**Information provided**.

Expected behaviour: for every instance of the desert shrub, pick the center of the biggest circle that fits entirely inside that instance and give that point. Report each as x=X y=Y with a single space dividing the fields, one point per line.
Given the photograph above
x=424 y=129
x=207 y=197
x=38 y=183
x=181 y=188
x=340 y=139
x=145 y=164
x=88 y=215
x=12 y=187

**What the exercise asks**. Copy every row above word for word, keeping each on its own line.

**Correct response**.
Expected behaviour: for every instance of the desert shrub, pick the center of the biggest circle that fits entirely inside that instance and give that point. Report each as x=X y=Y with a single space dividing the fields, one point per line.
Given the photograph above
x=424 y=129
x=207 y=197
x=38 y=183
x=181 y=188
x=340 y=139
x=145 y=164
x=88 y=215
x=12 y=187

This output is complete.